**Your assignment:**
Could you carry on the passage about predicting substance use treatment dropout from Facebook language, starting right after its final sentence?

The digital phenotype extracted from language on Facebook combined with standard intake data, showed strong validity as a risk assessment tool for SUD treatment dropout. We were able to show such data can capture many distinctions between treatment outcomes. In fact, while we were able to predict all of the three classes better with the digital phenotype than the ASI, relapse was significantly harder to predict and we found that dividing it into those that relapsed but remained in treatment versus those that relapsed and dropped out, resulted in greater accuracy, suggesting a potential lack of utility of focusing on relapse as a whole. With most adults in the US using social media regularly (70%) [36] and little variation across demographics [7] or SUD diagnosis [8, 9], such techniques could transform intake assessment and clinical practice when applicable (i.e., patients who engage with these platforms as opposed to those who anonymously scroll). Specifically, digital phenotypes extracted from social media language can be a screening tool for identifying SUD patients at high risk for drop-out at the beginning of treatment engagement. This work also sets a foundation for dynamic continuous monitoring during treatment to better understand the day to day factors that go beyond whether someone is likely to succeed on day one.

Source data
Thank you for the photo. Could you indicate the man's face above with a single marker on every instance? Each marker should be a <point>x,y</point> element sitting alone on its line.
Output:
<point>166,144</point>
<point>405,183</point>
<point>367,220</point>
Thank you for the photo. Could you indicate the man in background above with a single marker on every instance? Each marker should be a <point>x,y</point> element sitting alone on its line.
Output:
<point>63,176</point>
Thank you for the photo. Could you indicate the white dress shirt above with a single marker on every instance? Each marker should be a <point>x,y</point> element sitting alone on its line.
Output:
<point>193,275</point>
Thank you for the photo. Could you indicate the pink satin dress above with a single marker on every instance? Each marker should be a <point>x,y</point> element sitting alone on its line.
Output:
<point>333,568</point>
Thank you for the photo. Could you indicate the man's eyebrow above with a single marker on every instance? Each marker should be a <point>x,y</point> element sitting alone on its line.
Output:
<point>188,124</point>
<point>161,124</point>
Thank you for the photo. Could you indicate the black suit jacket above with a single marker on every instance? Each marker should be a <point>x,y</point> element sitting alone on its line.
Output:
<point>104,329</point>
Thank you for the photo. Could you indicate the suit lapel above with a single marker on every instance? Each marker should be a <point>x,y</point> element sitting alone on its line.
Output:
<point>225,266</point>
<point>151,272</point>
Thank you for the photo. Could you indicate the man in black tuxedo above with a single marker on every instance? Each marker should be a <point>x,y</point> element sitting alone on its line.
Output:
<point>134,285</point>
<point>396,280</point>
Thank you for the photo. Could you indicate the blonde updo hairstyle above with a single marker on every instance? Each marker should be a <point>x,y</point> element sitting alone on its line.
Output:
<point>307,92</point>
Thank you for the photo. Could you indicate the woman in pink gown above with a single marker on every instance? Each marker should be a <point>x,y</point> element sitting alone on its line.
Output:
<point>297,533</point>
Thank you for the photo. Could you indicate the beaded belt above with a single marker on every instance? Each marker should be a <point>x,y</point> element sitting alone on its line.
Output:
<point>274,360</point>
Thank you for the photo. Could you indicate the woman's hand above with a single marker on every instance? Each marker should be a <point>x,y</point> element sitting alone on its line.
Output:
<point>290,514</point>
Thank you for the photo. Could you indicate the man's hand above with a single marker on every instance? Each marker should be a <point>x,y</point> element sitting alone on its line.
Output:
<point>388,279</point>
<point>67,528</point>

**Task answer:**
While the digital phenotype from social media offers a new tool for intake risk assessment, it is important to keep in mind its limitations. First, the abstinent and relapse outcomes relied on patient self-report. Such results should be replicated with biological measures of drug use, as these measures cannot be influenced by social expectations or recall. Another limitation is the dynamic nature of language across time, space, and cultures. The model built here should work reliably for other members of the same, majority middle-aged and African American, population. One would need to develop and validate a similar model for populations from different cultures and over time. Similarly, this study is also limited by its sample size – only 269 participants met the required 200 word minimum across their Facebook data. While similar sample sizes and word minimums have been used in other social media-based tasks [10, 17], further validation is needed to test whether the results generalize across different samples. The digital phenotype using BERT, only offers a limited view for interpreting the most predictive linguistic features. The future analysis would need to use models of specific psychological constructs to better understand the latent variables that the model is tracking. Finally, such risk assessments are only available to those with enough social media data (just over half of the participants in our sample).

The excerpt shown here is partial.